■ INSTRUCTIONS TO FOLLOW: Render the lines below as a JSON list of strings, one string for each line, omitting any blank lines and leaving the pictures out.

■ TASK INPUT:
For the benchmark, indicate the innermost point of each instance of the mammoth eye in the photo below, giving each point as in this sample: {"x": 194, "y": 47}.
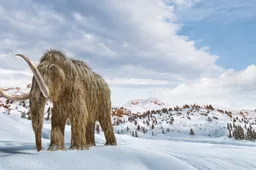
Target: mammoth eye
{"x": 51, "y": 67}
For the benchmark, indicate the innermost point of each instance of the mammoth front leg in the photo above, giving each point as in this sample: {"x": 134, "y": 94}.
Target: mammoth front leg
{"x": 58, "y": 129}
{"x": 78, "y": 130}
{"x": 107, "y": 127}
{"x": 37, "y": 124}
{"x": 90, "y": 131}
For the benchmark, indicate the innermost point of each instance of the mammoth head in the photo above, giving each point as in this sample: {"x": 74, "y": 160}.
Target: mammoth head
{"x": 51, "y": 76}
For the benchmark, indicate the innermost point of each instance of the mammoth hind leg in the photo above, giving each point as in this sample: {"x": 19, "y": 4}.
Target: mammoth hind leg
{"x": 78, "y": 131}
{"x": 57, "y": 131}
{"x": 107, "y": 127}
{"x": 90, "y": 131}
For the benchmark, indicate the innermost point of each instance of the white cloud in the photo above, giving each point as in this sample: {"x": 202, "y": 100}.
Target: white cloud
{"x": 12, "y": 78}
{"x": 134, "y": 81}
{"x": 128, "y": 42}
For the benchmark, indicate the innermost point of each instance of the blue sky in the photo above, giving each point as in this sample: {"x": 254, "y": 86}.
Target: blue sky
{"x": 227, "y": 27}
{"x": 204, "y": 54}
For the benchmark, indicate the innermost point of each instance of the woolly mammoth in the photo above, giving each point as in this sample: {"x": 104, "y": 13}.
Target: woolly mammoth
{"x": 76, "y": 92}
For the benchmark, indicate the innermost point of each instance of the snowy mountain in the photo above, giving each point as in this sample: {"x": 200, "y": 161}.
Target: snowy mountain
{"x": 159, "y": 137}
{"x": 143, "y": 105}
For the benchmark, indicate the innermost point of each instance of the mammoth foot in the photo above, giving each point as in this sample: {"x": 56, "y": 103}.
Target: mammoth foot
{"x": 75, "y": 147}
{"x": 110, "y": 144}
{"x": 56, "y": 148}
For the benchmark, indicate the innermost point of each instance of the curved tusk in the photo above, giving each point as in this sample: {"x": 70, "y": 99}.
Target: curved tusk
{"x": 43, "y": 87}
{"x": 15, "y": 98}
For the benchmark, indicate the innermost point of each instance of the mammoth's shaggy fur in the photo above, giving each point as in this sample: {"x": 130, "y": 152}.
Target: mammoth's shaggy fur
{"x": 77, "y": 93}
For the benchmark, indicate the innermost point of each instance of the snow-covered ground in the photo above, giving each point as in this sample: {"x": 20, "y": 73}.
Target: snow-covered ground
{"x": 18, "y": 152}
{"x": 209, "y": 148}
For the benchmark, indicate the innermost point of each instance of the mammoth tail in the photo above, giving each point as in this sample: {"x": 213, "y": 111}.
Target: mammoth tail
{"x": 14, "y": 97}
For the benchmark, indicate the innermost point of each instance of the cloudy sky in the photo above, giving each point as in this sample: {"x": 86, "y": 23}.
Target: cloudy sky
{"x": 179, "y": 51}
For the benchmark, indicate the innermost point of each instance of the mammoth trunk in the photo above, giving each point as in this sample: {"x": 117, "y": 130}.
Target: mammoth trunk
{"x": 37, "y": 103}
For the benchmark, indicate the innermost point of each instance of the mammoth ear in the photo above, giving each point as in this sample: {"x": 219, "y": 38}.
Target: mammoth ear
{"x": 72, "y": 73}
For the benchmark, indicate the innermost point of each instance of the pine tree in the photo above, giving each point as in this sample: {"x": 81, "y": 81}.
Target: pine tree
{"x": 191, "y": 132}
{"x": 138, "y": 128}
{"x": 97, "y": 128}
{"x": 136, "y": 134}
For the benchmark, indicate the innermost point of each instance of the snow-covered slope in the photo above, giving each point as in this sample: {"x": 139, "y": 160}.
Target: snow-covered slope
{"x": 143, "y": 105}
{"x": 163, "y": 140}
{"x": 18, "y": 152}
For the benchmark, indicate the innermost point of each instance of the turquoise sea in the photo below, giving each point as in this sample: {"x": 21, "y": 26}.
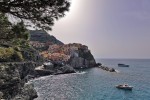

■ FINAL RESULT:
[
  "For the benchmark, indicate the innermost point of each instance of the mammoth eye in the photo below, giving each point as in this sample: {\"x\": 194, \"y\": 47}.",
  "Target: mammoth eye",
  "{\"x\": 51, \"y\": 67}",
  "For the benchmark, indicate the innermost point of each instance of the mammoth front leg in the photo above, giving each point as in this sample: {\"x\": 134, \"y\": 94}.",
  "Target: mammoth front leg",
  "{\"x\": 58, \"y\": 129}",
  "{\"x\": 78, \"y\": 130}",
  "{\"x\": 107, \"y\": 127}",
  "{\"x\": 37, \"y\": 124}",
  "{\"x\": 90, \"y\": 131}",
  "For the benchmark, indicate the innermost point of each instance of the mammoth head in the photo above, giving each point as in this sample: {\"x\": 74, \"y\": 160}.",
  "Target: mammoth head",
  "{\"x\": 51, \"y\": 76}",
  "For the benchmark, indicate the innermost point of each instance of the mammoth hind leg in the photo above, giving each point as in this sample: {\"x\": 19, \"y\": 4}.",
  "Target: mammoth hind leg",
  "{\"x\": 78, \"y\": 131}",
  "{\"x\": 57, \"y\": 131}",
  "{\"x\": 107, \"y\": 127}",
  "{\"x\": 90, \"y\": 131}",
  "For the benchmark, indicate the innermost point of each instance of the white cloud in the photo above, giving each point as in this sample: {\"x\": 202, \"y\": 100}.",
  "Target: white cloud",
  "{\"x\": 12, \"y\": 78}",
  "{\"x\": 134, \"y\": 81}",
  "{\"x\": 128, \"y\": 42}",
  "For the benchmark, indicate the innermost point of each instance of the blue sky in the photo above, giving each point as in this sample: {\"x\": 254, \"y\": 86}.",
  "Target: blue sky",
  "{\"x\": 227, \"y\": 27}",
  "{\"x\": 204, \"y\": 54}",
  "For the benchmark, indicate the innermost point of each instance of the woolly mammoth in the photo above, giving each point as in this sample: {\"x\": 104, \"y\": 13}.",
  "Target: woolly mammoth",
  "{\"x\": 76, \"y\": 92}",
  "For the benchmark, indicate the innermost point of each instance of the snowy mountain in the photo above, giving each point as in this sample: {\"x\": 200, \"y\": 161}.",
  "Target: snowy mountain",
  "{\"x\": 159, \"y\": 137}",
  "{\"x\": 143, \"y\": 105}",
  "For the benchmark, indicate the innermost point of each instance of the mammoth foot in the photo above, giving each point as in this sample: {\"x\": 56, \"y\": 103}.",
  "Target: mammoth foot",
  "{\"x\": 75, \"y\": 147}",
  "{\"x\": 110, \"y\": 144}",
  "{\"x\": 56, \"y\": 148}",
  "For the benchmark, indicate the innermost point of each instance of the curved tusk in the photo above, giving each point as in this sample: {\"x\": 70, \"y\": 99}.",
  "Target: curved tusk",
  "{\"x\": 43, \"y\": 87}",
  "{\"x\": 15, \"y\": 98}",
  "For the benchmark, indicate the innermost point of each instance of the mammoth's shaggy fur in the photo above, giving each point as in this sample: {\"x\": 130, \"y\": 152}.",
  "Target: mammoth's shaggy fur",
  "{\"x\": 77, \"y\": 93}",
  "For the benchmark, indicate the innermost point of each instance of the snow-covered ground in the photo above, giving each point as in this sample: {\"x\": 20, \"y\": 73}.",
  "Target: snow-covered ground",
  "{\"x\": 18, \"y\": 152}",
  "{\"x\": 209, \"y\": 148}",
  "For the benchmark, indicate the innermost point of each instance of the mammoth tail in the photo above, giving each point as in this sample: {\"x\": 213, \"y\": 111}.",
  "Target: mammoth tail",
  "{\"x\": 14, \"y\": 97}",
  "For the benchmark, indicate the innermost point of each instance of the cloudy sky in the photo above, giving each point as in this sample: {\"x\": 86, \"y\": 23}.",
  "Target: cloudy sky",
  "{\"x\": 179, \"y\": 51}",
  "For the benchmark, indicate the innermost point of each instance of the mammoth trunk in the photo above, giving each point as in this sample: {\"x\": 117, \"y\": 130}.",
  "Target: mammoth trunk",
  "{\"x\": 37, \"y\": 103}",
  "For the benchmark, indicate the innermost point of each instance of the mammoth ear in the photo above, giving each point as in this sample: {\"x\": 219, \"y\": 38}.",
  "Target: mammoth ear",
  "{\"x\": 72, \"y\": 73}",
  "For the benchmark, indicate the innermost point of each instance of the pine tree in the photo above, giving each point as in this sample: {\"x\": 81, \"y\": 81}.",
  "Target: pine tree",
  "{\"x\": 191, \"y\": 132}",
  "{\"x\": 138, \"y\": 128}",
  "{\"x\": 97, \"y\": 128}",
  "{\"x\": 136, \"y\": 134}",
  "For the benchmark, indicate the innermost point of each instance of the snow-covered slope in the photo above, giving each point as in this sample: {\"x\": 139, \"y\": 160}.",
  "Target: snow-covered slope",
  "{\"x\": 143, \"y\": 105}",
  "{\"x\": 163, \"y\": 140}",
  "{\"x\": 18, \"y\": 152}",
  "For the benchmark, indicate the innermost point of each instance of the turquoise sea in the photo below, giving each point as in this sample: {\"x\": 21, \"y\": 26}."
]